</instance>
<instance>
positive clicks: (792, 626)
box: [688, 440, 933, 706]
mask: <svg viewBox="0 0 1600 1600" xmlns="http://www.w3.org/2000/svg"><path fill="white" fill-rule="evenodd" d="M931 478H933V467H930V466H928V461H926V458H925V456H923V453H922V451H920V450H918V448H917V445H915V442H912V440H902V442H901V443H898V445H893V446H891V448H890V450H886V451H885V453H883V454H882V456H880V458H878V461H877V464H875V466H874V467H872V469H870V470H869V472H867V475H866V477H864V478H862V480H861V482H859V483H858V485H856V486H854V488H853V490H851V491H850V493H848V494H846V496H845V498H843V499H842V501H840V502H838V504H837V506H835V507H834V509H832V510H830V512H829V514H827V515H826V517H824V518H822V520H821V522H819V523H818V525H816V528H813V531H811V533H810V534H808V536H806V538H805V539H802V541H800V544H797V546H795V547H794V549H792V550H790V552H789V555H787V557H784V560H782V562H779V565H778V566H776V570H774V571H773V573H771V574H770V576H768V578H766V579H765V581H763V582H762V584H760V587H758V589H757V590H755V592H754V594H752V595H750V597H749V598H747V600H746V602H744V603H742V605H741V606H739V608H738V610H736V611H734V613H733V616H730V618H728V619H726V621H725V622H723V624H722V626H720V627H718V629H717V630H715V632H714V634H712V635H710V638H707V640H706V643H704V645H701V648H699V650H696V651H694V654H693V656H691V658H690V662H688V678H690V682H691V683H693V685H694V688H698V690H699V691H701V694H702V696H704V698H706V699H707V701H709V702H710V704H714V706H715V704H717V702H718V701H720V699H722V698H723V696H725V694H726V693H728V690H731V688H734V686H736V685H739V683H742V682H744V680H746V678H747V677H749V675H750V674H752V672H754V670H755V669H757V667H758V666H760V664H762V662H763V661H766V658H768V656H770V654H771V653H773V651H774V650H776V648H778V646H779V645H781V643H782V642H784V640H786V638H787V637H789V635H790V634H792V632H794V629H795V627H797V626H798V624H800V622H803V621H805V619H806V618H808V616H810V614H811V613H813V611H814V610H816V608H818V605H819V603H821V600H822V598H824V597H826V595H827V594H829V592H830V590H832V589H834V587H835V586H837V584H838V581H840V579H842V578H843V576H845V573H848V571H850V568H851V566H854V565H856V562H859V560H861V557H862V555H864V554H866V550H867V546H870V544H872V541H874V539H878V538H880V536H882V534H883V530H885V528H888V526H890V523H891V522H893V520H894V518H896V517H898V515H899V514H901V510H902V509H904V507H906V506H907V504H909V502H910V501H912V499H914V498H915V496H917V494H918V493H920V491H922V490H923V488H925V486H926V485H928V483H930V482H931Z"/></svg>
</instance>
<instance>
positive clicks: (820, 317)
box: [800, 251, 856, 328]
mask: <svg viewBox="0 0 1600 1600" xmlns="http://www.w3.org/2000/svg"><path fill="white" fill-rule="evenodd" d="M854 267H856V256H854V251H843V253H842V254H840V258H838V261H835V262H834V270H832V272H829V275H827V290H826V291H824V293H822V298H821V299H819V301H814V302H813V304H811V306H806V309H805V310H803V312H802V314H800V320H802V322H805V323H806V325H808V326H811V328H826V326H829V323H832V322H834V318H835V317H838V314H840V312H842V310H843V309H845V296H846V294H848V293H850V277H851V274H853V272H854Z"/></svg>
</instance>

------------------------------

Reproduce the material above, keeping every line intact.

ANSWER FOR THIS EXERCISE:
</instance>
<instance>
positive clicks: (792, 626)
box: [688, 440, 933, 706]
mask: <svg viewBox="0 0 1600 1600" xmlns="http://www.w3.org/2000/svg"><path fill="white" fill-rule="evenodd" d="M931 478H933V467H930V466H928V461H926V458H925V456H923V453H922V451H920V450H918V448H917V445H915V442H912V440H902V442H901V443H898V445H893V446H891V448H890V450H886V451H885V453H883V454H882V456H880V458H878V461H877V464H875V466H874V467H872V469H870V470H869V472H867V475H866V477H864V478H862V480H861V482H859V483H858V485H856V486H854V488H853V490H851V491H850V493H848V494H846V496H845V498H843V499H842V501H840V502H838V504H837V506H835V507H834V509H832V510H830V512H829V514H827V515H826V517H824V518H822V520H821V522H819V523H818V525H816V528H813V531H811V533H810V534H808V536H806V538H805V539H802V541H800V544H797V546H795V547H794V549H792V550H790V552H789V555H787V557H784V560H782V562H779V565H778V566H776V570H774V571H773V573H771V574H770V576H768V578H766V579H765V581H763V582H762V584H760V587H758V589H757V590H755V592H754V594H752V595H750V597H749V598H747V600H746V602H744V603H742V605H741V606H739V608H738V610H736V611H734V613H733V616H730V618H728V619H726V621H725V622H723V624H722V626H720V627H718V629H717V630H715V632H714V634H712V635H710V638H707V640H706V643H704V645H701V648H699V650H696V651H694V654H693V656H691V658H690V662H688V678H690V682H691V683H693V685H694V688H698V690H699V691H701V694H702V696H704V698H706V699H707V701H709V702H710V704H714V706H715V704H717V702H718V701H720V699H722V698H723V696H725V694H726V693H728V690H731V688H734V686H736V685H739V683H742V682H744V680H746V678H747V677H749V675H750V674H752V672H754V670H755V669H757V667H758V666H760V664H762V662H763V661H766V658H768V656H770V654H771V653H773V651H774V650H776V648H778V646H779V645H781V643H782V642H784V640H786V638H787V637H789V635H790V634H792V632H794V629H795V627H797V626H798V624H800V622H803V621H805V619H806V618H808V616H810V614H811V613H813V611H814V610H816V608H818V605H819V603H821V600H822V598H824V597H826V595H827V594H829V592H830V590H832V589H834V587H835V586H837V584H838V581H840V579H842V578H843V576H845V573H848V571H850V568H851V566H854V565H856V562H859V560H861V557H862V555H864V554H866V550H867V546H870V544H872V541H874V539H878V538H880V536H882V534H883V530H885V528H888V526H890V523H891V522H893V520H894V518H896V517H898V515H899V514H901V510H902V509H904V507H906V506H907V504H909V502H910V501H912V499H914V498H915V496H917V494H918V493H920V491H922V490H923V488H925V486H926V485H928V483H930V482H931Z"/></svg>
</instance>
<instance>
positive clicks: (820, 317)
box: [800, 251, 856, 328]
mask: <svg viewBox="0 0 1600 1600" xmlns="http://www.w3.org/2000/svg"><path fill="white" fill-rule="evenodd" d="M854 267H856V256H854V251H843V253H842V254H840V258H838V261H835V262H834V270H832V272H829V275H827V290H826V291H824V293H822V298H821V299H819V301H814V302H813V304H811V306H806V309H805V310H803V312H802V314H800V320H802V322H805V323H806V325H808V326H811V328H826V326H829V323H832V322H834V318H835V317H838V314H840V312H842V310H843V309H845V296H846V294H848V293H850V277H851V274H853V272H854Z"/></svg>
</instance>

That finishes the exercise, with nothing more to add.